## Exercise task
Copy out word for word the stretch of entries below from the line containing "Task: for the roadway count, mark the parked" through the end of the entries, both ends included.

## Input records

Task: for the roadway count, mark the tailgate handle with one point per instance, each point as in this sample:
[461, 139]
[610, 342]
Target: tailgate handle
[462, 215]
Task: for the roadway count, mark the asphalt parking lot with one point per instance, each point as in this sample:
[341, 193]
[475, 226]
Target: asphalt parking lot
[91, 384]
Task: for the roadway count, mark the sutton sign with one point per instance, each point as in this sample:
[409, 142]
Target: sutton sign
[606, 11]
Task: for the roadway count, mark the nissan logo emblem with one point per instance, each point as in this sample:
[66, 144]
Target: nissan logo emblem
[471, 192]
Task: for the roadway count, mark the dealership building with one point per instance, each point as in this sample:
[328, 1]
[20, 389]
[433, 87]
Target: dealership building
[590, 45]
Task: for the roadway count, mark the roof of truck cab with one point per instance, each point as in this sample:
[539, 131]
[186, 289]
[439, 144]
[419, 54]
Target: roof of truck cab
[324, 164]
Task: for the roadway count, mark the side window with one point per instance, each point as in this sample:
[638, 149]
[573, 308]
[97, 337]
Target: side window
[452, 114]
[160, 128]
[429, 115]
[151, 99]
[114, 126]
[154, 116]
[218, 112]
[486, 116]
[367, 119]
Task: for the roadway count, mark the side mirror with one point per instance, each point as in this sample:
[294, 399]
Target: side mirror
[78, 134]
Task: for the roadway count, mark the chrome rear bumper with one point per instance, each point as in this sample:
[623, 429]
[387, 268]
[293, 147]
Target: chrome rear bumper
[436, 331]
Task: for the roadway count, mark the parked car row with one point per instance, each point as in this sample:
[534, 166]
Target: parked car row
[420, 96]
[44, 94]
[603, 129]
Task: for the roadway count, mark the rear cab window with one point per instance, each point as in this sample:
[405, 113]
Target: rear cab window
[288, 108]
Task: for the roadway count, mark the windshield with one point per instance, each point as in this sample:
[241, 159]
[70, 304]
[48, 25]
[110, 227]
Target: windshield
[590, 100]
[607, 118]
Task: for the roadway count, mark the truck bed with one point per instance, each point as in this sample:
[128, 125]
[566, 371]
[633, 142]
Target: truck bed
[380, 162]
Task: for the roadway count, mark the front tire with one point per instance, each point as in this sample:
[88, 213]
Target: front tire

## Answer to the exercise
Task: for the roadway count, mark the parked car row with one point per instance, each point as in this sample:
[534, 166]
Target: parked car row
[420, 96]
[44, 94]
[603, 129]
Task: for the roadway count, mark the rear cab window with one point per instance, each point as in this sample:
[405, 113]
Target: rear cab window
[288, 108]
Task: for the roadway count, mark the windshield with one point per instance, each point as in this sample:
[241, 159]
[70, 304]
[48, 25]
[110, 227]
Target: windshield
[590, 100]
[607, 118]
Task: for the roadway count, mark the truck bed with one point per instance, each point as in this sample:
[128, 125]
[566, 371]
[633, 142]
Target: truck bed
[380, 162]
Task: for the roadway count, mark the front tire with one point per instance, each point as in this sample:
[88, 213]
Target: front tire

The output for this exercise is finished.